-- Start Source records --

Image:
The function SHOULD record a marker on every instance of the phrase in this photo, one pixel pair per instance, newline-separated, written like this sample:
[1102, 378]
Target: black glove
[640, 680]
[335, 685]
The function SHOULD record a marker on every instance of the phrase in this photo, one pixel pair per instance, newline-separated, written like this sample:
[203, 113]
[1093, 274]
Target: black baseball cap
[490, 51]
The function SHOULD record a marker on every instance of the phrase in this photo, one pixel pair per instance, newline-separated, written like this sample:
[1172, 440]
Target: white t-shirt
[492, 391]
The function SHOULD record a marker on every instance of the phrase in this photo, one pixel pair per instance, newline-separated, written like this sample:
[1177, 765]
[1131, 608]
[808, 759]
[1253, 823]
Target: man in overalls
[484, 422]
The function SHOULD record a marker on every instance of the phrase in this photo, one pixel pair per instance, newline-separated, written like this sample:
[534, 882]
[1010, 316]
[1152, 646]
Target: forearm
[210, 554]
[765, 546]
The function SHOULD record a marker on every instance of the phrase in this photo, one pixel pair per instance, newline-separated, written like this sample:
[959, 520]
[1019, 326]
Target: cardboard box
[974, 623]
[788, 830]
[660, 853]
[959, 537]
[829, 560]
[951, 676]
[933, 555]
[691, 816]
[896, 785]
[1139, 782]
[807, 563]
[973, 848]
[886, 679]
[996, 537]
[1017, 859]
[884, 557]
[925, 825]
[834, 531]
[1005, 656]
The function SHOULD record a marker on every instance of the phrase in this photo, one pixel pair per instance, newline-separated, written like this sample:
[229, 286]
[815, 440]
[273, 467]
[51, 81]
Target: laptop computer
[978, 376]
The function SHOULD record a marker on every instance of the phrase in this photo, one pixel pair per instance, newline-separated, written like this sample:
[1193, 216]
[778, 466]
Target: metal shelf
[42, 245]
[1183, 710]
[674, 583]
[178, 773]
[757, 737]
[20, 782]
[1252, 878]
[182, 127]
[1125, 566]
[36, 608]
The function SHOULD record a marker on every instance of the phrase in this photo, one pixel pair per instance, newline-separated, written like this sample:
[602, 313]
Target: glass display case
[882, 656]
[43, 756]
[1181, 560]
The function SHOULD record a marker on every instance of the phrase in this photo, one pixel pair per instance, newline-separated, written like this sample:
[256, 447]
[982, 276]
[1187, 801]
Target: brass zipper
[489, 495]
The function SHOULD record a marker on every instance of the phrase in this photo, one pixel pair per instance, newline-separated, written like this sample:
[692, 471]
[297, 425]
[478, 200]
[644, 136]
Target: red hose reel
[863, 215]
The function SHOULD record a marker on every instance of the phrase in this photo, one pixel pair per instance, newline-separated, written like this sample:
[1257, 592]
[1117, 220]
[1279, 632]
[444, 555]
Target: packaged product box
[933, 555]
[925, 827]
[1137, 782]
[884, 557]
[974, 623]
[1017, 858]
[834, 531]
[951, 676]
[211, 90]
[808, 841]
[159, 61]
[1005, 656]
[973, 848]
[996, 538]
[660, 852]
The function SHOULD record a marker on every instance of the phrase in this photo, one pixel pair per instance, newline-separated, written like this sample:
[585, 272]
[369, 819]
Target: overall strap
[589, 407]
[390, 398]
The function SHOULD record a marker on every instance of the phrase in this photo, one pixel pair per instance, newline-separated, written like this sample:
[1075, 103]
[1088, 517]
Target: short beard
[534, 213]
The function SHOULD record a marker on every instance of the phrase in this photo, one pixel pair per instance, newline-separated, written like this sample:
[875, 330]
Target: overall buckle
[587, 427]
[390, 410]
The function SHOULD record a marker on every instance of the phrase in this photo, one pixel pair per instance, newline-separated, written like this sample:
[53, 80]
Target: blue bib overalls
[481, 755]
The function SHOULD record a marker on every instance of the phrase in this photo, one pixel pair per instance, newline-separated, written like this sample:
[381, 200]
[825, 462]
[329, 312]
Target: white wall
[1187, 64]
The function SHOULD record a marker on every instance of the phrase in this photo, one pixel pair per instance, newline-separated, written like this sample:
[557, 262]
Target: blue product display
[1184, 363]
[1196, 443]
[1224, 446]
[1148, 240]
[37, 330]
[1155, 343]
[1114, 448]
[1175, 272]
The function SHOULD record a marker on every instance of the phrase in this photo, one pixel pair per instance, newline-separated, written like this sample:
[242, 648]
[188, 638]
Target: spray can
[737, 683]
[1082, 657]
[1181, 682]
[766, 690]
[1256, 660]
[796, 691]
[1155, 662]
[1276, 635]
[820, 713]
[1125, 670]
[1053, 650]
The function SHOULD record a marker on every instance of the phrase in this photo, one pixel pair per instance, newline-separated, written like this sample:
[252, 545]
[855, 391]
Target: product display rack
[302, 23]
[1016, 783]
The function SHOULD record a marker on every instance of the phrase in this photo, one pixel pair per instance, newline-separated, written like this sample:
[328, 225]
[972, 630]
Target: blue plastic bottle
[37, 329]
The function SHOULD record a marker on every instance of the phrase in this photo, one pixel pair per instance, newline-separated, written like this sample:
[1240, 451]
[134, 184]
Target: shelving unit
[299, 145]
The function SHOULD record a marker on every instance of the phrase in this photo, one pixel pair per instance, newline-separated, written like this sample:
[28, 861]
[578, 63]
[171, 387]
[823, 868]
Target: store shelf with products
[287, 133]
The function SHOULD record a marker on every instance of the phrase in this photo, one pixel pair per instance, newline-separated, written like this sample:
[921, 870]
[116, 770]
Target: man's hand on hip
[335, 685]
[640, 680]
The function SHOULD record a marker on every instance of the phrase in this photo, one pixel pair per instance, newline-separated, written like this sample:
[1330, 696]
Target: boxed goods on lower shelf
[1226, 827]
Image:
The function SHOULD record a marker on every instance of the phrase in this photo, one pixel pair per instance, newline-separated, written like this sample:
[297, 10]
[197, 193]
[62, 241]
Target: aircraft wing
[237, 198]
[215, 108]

-- End Source records --

Restate every record exactly, leaving nothing out.

Image:
The function SHOULD record a marker on every instance of the phrase in this photo, one pixel pair per instance, newline-separated, written like this sample:
[1102, 378]
Target: black glove
[640, 680]
[335, 685]
The function SHOULD record a marker on every instance of the phrase in this photo, one pixel pair per instance, newline-separated, written like this sample:
[203, 113]
[1093, 274]
Target: black baseball cap
[490, 51]
The function SHOULD record a marker on every instance of the phrase in this photo, one pixel pair per instance, newline-separated, written like this sample:
[1172, 440]
Target: white t-shirt
[492, 391]
The function SHOULD record a marker on every instance of the phrase in this photo, one pixel pair per instance, newline-separated, written like this sample:
[1177, 765]
[1131, 608]
[808, 759]
[1253, 823]
Target: man in overalls
[484, 422]
The function SHOULD record a marker on every instance of the phrase in this photo, one pixel pair per instance, newline-separated, written like this sample:
[534, 882]
[1010, 316]
[1152, 646]
Target: forearm
[210, 554]
[765, 546]
The function SHOULD record a marker on every instance of the phrase in this photo, one pixel pair per instance, newline-separated, written like this sample:
[959, 520]
[1019, 326]
Target: cardboard box
[974, 623]
[788, 830]
[660, 853]
[959, 537]
[829, 560]
[951, 676]
[933, 555]
[691, 816]
[896, 785]
[1139, 782]
[807, 563]
[973, 848]
[886, 679]
[996, 537]
[1017, 859]
[884, 557]
[925, 825]
[834, 531]
[1005, 656]
The function SHOULD record a marker on every instance of the phrase in this photo, one pixel pair per instance, newline-separated, written like this sample:
[229, 286]
[815, 440]
[273, 467]
[51, 81]
Target: laptop computer
[978, 376]
The function SHOULD record a marker on every instance of the phrase in this photo, one pixel pair per instance, newline-separated, written like this sample:
[1193, 216]
[778, 466]
Target: metal shelf
[42, 245]
[1183, 710]
[674, 583]
[178, 773]
[757, 737]
[20, 782]
[1252, 878]
[182, 127]
[1125, 566]
[36, 608]
The function SHOULD record a marker on every instance of the phrase in this photo, one pixel pair per instance, newline-separated, written like this sample:
[602, 313]
Target: glass display case
[882, 656]
[43, 756]
[1181, 560]
The function SHOULD record a marker on every instance of the phrase in this photo, one pixel pair per instance, newline-separated, written like this sample:
[256, 447]
[982, 276]
[1187, 801]
Target: brass zipper
[489, 495]
The function SHOULD record a marker on every instance of the phrase in this photo, one pixel pair per instance, newline-separated, written like this sample:
[692, 471]
[297, 425]
[478, 200]
[644, 136]
Target: red hose reel
[863, 215]
The function SHOULD record a marker on every instance of the phrase in this photo, one pixel pair per instance, newline-separated, written like this sample:
[1257, 592]
[1117, 220]
[1279, 632]
[444, 555]
Target: packaged product box
[933, 555]
[925, 827]
[1137, 782]
[884, 557]
[974, 623]
[1017, 858]
[834, 531]
[951, 676]
[211, 90]
[808, 841]
[159, 61]
[1005, 656]
[973, 848]
[996, 538]
[660, 852]
The function SHOULD record a marker on every instance of the phrase in this photo, one pixel pair per instance, newline-separated, written like this sample:
[585, 272]
[369, 819]
Target: overall strap
[589, 407]
[390, 398]
The function SHOULD record a marker on every instance of the phrase in this photo, one pixel pair per instance, newline-separated, written like this sample:
[1075, 103]
[1088, 517]
Target: short beard
[534, 213]
The function SHOULD record a marker on every instance of the phrase in this photo, one pixel pair per instance, newline-separated, written like this sample:
[875, 330]
Target: overall buckle
[587, 427]
[390, 410]
The function SHOULD record a marker on every instance of the phrase in this photo, one pixel pair per instance, newline-separated, written like this sample:
[53, 80]
Target: blue bib overalls
[481, 755]
The function SHOULD record a marker on every instance of the phrase in this photo, one pixel pair per instance, newline-separated, written like this sample:
[381, 200]
[825, 462]
[329, 312]
Target: white wall
[1187, 64]
The function SHOULD record a marker on every instance of the phrase in this photo, one pixel pair per instance, newline-separated, written like this sample:
[557, 262]
Target: blue product display
[1184, 363]
[1196, 443]
[1224, 446]
[1148, 240]
[37, 330]
[1155, 343]
[1114, 448]
[1175, 272]
The function SHOULD record a marker on every instance of the phrase in this photo, one pixel pair per instance, newline-separated, written like this sample:
[242, 648]
[188, 638]
Target: spray can
[737, 683]
[1082, 657]
[1181, 682]
[766, 690]
[1256, 660]
[796, 691]
[1155, 662]
[1276, 635]
[820, 713]
[1125, 670]
[1053, 650]
The function SHOULD record a marker on every instance of the phrase in this photo, one pixel pair per instance, newline-separated, written like this sample:
[252, 545]
[855, 391]
Target: product display rack
[302, 23]
[1016, 783]
The function SHOULD record a marker on every instance of the phrase in this photo, one pixel pair per instance, newline-separated, written like this sample:
[328, 225]
[972, 630]
Target: blue plastic bottle
[37, 329]
The function SHOULD record a marker on every instance of the phrase in this photo, one pixel pair per instance, newline-separated, written like this sample:
[1240, 451]
[134, 184]
Target: shelving unit
[299, 145]
The function SHOULD record a marker on every instance of the phrase in this photo, one pixel pair per instance, newline-separated, written like this sample:
[28, 861]
[578, 63]
[171, 387]
[823, 868]
Target: store shelf with products
[287, 133]
The function SHOULD record a marker on every instance of the phrase in this photo, one pixel pair per instance, newline-separated, written like this sample:
[921, 870]
[116, 770]
Target: man's hand on hip
[335, 685]
[640, 680]
The function SHOULD record a marker on every instance of the phrase in this photo, one pixel pair per instance, newline-separated, written like this sample:
[1330, 696]
Target: boxed goods on lower shelf
[1226, 827]
Image:
The function SHOULD record a marker on every instance of the phrase in this photo, one pixel pair per instance, newline-separated, written like this sample:
[297, 10]
[197, 193]
[62, 241]
Target: aircraft wing
[237, 198]
[215, 108]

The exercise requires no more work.